Material to process:
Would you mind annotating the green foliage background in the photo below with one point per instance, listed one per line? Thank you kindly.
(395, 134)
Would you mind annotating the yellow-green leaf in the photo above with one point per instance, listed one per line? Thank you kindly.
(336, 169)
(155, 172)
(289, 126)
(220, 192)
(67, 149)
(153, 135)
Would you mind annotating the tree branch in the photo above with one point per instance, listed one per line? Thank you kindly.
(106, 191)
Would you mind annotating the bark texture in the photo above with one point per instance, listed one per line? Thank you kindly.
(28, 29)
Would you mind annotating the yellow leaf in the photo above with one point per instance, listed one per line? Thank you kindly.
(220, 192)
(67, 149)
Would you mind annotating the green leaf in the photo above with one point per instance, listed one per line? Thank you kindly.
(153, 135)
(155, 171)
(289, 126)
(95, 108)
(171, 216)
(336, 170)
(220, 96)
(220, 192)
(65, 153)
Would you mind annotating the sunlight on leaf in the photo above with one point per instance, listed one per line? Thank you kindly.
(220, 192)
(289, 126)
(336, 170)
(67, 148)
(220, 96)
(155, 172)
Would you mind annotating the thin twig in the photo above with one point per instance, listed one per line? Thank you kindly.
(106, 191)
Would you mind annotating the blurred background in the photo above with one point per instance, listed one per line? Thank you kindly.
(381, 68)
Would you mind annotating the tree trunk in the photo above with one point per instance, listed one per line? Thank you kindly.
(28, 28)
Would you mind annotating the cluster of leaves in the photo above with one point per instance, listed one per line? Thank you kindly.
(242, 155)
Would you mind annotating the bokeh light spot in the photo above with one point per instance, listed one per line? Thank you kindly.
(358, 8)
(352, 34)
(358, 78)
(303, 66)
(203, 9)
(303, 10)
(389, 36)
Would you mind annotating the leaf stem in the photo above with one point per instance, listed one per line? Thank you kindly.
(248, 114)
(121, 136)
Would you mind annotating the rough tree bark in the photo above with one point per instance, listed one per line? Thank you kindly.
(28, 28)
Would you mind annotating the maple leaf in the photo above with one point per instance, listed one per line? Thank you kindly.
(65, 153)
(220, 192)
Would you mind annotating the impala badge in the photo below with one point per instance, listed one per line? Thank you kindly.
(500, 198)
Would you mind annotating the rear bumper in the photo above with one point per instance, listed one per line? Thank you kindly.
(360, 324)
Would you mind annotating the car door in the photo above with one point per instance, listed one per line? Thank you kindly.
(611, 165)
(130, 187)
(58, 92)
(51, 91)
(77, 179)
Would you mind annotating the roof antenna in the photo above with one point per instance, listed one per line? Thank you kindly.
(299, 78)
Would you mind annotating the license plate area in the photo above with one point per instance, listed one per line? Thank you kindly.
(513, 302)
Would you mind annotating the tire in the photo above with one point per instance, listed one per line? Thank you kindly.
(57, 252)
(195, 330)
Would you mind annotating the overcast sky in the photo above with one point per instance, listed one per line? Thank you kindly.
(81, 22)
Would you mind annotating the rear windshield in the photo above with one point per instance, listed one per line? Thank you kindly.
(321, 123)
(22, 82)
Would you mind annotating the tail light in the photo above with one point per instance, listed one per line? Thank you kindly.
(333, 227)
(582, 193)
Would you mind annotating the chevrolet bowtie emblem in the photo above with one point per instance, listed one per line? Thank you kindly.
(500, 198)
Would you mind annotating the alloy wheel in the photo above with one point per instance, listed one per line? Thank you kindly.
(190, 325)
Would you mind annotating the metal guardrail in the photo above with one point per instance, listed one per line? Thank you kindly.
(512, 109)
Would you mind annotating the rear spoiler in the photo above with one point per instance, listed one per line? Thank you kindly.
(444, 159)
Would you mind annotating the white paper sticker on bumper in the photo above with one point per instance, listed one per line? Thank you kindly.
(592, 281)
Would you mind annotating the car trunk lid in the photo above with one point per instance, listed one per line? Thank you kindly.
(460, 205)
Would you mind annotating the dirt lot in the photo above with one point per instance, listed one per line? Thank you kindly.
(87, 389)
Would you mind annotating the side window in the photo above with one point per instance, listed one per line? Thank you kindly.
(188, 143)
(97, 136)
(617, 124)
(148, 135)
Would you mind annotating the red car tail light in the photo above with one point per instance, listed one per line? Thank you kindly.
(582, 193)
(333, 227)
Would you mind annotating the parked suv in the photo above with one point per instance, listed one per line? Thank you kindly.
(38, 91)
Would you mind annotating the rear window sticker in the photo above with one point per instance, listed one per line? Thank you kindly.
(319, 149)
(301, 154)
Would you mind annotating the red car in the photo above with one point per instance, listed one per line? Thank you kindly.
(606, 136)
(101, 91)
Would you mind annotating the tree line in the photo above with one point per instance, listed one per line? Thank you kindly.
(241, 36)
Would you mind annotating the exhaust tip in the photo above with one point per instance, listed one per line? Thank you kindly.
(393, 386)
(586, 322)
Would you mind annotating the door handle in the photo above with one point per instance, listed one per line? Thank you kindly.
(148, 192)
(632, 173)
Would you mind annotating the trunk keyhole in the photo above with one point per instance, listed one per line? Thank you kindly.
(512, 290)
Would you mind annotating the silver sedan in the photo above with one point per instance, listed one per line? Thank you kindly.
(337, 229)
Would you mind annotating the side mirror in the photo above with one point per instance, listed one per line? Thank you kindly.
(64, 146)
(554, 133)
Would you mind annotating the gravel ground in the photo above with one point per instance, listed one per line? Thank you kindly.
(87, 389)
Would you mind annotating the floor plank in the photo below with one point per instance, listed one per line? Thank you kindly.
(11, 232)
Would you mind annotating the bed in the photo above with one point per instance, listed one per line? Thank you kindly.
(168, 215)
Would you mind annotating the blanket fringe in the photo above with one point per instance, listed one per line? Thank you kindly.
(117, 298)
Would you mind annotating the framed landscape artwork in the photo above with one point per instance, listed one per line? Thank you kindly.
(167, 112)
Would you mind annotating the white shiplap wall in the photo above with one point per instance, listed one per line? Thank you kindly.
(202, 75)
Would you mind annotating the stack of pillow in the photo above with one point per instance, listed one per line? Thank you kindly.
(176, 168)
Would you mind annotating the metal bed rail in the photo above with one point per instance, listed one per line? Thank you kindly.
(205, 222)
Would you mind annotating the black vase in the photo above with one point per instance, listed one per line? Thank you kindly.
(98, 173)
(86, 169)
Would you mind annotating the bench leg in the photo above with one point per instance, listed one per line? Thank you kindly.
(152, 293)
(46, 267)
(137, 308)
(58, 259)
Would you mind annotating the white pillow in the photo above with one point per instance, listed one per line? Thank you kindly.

The task:
Return each line of the data exactly as written above.

Worked answer:
Would you mind annotating the green foliage background in the photo below with one point per instance, listed one per line? Thank you kindly.
(395, 134)
Would you mind annotating the yellow-green leaf in the photo above with one point per instance, listed one per line? Thank you kindly.
(336, 169)
(155, 172)
(289, 126)
(220, 192)
(67, 149)
(153, 135)
Would you mind annotating the tree branch in the photo above with one point per instance, listed one per line? Thank you kindly.
(106, 191)
Would you mind annotating the bark texture in the photo above with one point per instance, listed one per line? Thank you kindly.
(28, 29)
Would you mind annotating the yellow leaf in the photo above with one point per instance, listed one per line? Thank you kindly.
(220, 192)
(67, 149)
Would you mind annotating the green leaf in the photo above with one point per instance, listed one per line? Thank you kindly.
(153, 135)
(155, 171)
(289, 126)
(95, 108)
(171, 216)
(336, 170)
(220, 96)
(220, 192)
(65, 153)
Would you mind annotating the sunlight on leaf in the photo above with one point per instance, listed one per line? Thank you kindly.
(220, 192)
(289, 126)
(336, 170)
(67, 148)
(220, 96)
(155, 172)
Would you mind annotating the thin twig in the photo above with one point per instance, listed one per line? Thank you kindly.
(106, 191)
Would you mind annotating the blurred background in the photo above with one point per instance, listed one per line? Thank you kindly.
(381, 68)
Would you mind annotating the tree trunk in the photo above with one point per instance, listed one per line? Thank you kindly.
(28, 28)
Would you mind annotating the cluster of leaves in the photo above with one point per instance, listed one per line? Thank you kindly.
(242, 155)
Would you mind annotating the bokeh light spot in the photo above with one point per instance, listed one per line? Thank you kindly.
(358, 8)
(352, 34)
(358, 78)
(303, 66)
(203, 9)
(303, 10)
(389, 36)
Would you mind annotating the leaf stem in the photo above with one point per instance, listed one per line? Thank you kindly.
(248, 114)
(121, 136)
Would you mind annotating the rough tree bark in the photo above with one point per instance, listed one per line? Thank you kindly.
(28, 28)
Would you mind annotating the maple leaf in the photo above with one point per instance, listed one per line? Thank you kindly.
(65, 153)
(220, 192)
Would you mind annotating the impala badge in the photo below with one point per instance, listed one per line? Thank you kindly.
(500, 198)
Would you mind annotating the rear bumper in the photo above with one point per instance, listed one per line? Thank you kindly.
(360, 324)
Would you mind annotating the car door in the photo above with one point per instance, listed one per line? Thank you kindly.
(611, 165)
(130, 187)
(58, 92)
(51, 91)
(77, 179)
Would you mind annotating the roof antenna in the photo above with one point per instance, listed one per line? Thank you kindly.
(299, 78)
Would you mind annotating the license plate area in the photo above with one point per instance, listed one per line? Thank you kindly.
(513, 302)
Would you mind annotating the tire in the photo above with one point per instance, listed one per line? Thank you kindly.
(57, 252)
(195, 330)
Would you mind annotating the overcast sky in the photo above with one point per instance, listed one per line? Thank you kindly.
(81, 22)
Would you mind annotating the rear windshield in the photo above with one point per instance, listed one per line? Thank you kindly.
(321, 123)
(22, 82)
Would you mind annotating the tail light in the photo above with one point per instance, listed one per line? Thank you kindly.
(333, 227)
(582, 193)
Would you mind annotating the chevrolet bowtie emblem in the photo above with one point per instance, listed one per line? Thank you kindly.
(500, 198)
Would you mind annotating the alloy wheel in the photo above with one point per instance, listed one per line? Thank you kindly.
(190, 325)
Would you mind annotating the metal guardrail in the photo above with one point per instance, listed one per line? Thank you kindly.
(512, 109)
Would you mind annotating the rear spoiler in the photo above with one point per instance, listed one per line? Thank you kindly.
(444, 159)
Would you mind annotating the white paper sticker on bumper in the photo above with one point per instance, listed one per line? Thank you kindly.
(592, 281)
Would you mind annotating the car trunk lid in the photo above with one point per instance, listed one per line? Thank you kindly.
(460, 205)
Would you mind annotating the dirt lot in the photo above with one point per instance, listed one per line? Thank you kindly.
(87, 389)
Would you mind annotating the side window in the photo above with one point per instance, listed one per line? Thank you kindly.
(188, 143)
(97, 136)
(617, 124)
(148, 135)
Would you mind annotating the red car tail light in the photo above with one point per instance, listed one per line? Thank you kindly.
(582, 193)
(333, 227)
Would you mind annotating the parked suv in the photo above with one point per instance, listed one per line? Thank you kindly.
(38, 91)
Would you mind annotating the rear window sticker in the photo above with one point per instance, listed one per line? Thank you kindly.
(319, 149)
(301, 154)
Would you mind annotating the red car in the photo above with one point per instance, listed one per line? Thank you kindly.
(606, 136)
(101, 91)
Would you mind annotating the tree line in the photo above with one point per instance, listed one per line? Thank you kindly.
(241, 36)
Would you mind annotating the exhaust tip in the photo above with one point per instance, listed one per line? Thank you kindly.
(393, 386)
(586, 322)
Would you mind annotating the door handle in the photo above with one point per instance, listed one per line? Thank you kindly.
(148, 192)
(632, 173)
Would you mind annotating the trunk keyhole in the photo above with one point per instance, listed one per line? Thank you kindly.
(512, 290)
Would you mind annotating the silver sedan in the photo above with one point per instance, listed one per line? Thank you kindly.
(337, 229)
Would you mind annotating the side mirror in the photo above with one point per instance, listed one per line? Thank you kindly.
(64, 146)
(554, 133)
Would you mind annotating the gravel ground in the photo above with one point per instance, listed one per line? Thank you kindly.
(87, 389)
Would you mind annotating the floor plank in the photo below with one point per instance, listed one per line? Thank you kindly.
(11, 232)
Would you mind annotating the bed in the photo above with one point per instance, listed one per line? Thank you kindly.
(168, 215)
Would you mind annotating the blanket fringe in the photo above with one point per instance, listed one per line? Thank you kindly.
(117, 298)
Would you mind annotating the framed landscape artwork in the photo above with one point per instance, listed one per line? Thank you kindly.
(167, 112)
Would you mind annotating the white shiplap wall in the photo above with one point per instance, listed one per line? Thank you kindly.
(202, 75)
Would you mind annotating the stack of pillow in the photo above with one point per instance, listed one per line? Thank you kindly.
(176, 168)
Would you mind annotating the metal bed rail in the photo above with one point per instance, listed one per line? Thank you kindly.
(205, 222)
Would you mind annotating the black vase in the photo above with one point per instance, listed one per line? Thank you kindly.
(98, 173)
(86, 169)
Would you mind annotating the bench leg in the photo above with one point per instance, listed one per line? Thank you kindly.
(152, 293)
(46, 267)
(137, 308)
(58, 259)
Would you mind annotating the white pillow in the photo above with one point per instance, listed one per line? Thank you kindly.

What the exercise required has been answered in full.